Copy these records verbatim, line for line.

[Region labeling items]
——————————
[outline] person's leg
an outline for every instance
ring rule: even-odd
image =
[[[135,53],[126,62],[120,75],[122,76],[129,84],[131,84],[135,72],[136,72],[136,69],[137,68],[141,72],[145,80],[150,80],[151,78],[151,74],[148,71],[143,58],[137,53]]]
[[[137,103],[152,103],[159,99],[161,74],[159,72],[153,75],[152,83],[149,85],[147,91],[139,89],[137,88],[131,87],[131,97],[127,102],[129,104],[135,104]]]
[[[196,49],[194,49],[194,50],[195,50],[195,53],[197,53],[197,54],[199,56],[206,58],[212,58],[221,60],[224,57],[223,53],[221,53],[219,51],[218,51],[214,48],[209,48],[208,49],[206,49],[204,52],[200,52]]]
——————————
Worked solution:
[outline] person's leg
an outline for every instance
ring rule: even-odd
image =
[[[135,53],[126,62],[120,75],[122,76],[129,84],[131,84],[135,72],[136,72],[136,69],[137,68],[141,72],[145,80],[150,80],[151,78],[151,74],[148,71],[143,58],[137,53]]]
[[[137,103],[152,103],[159,99],[161,74],[159,72],[153,75],[152,83],[149,85],[147,91],[139,89],[137,88],[131,87],[131,97],[127,102],[129,104],[135,104]]]
[[[196,49],[194,49],[194,50],[195,50],[195,53],[197,53],[197,54],[199,56],[206,58],[212,58],[221,60],[224,57],[223,53],[221,53],[219,51],[218,51],[214,48],[209,48],[208,49],[206,49],[204,52],[200,52]]]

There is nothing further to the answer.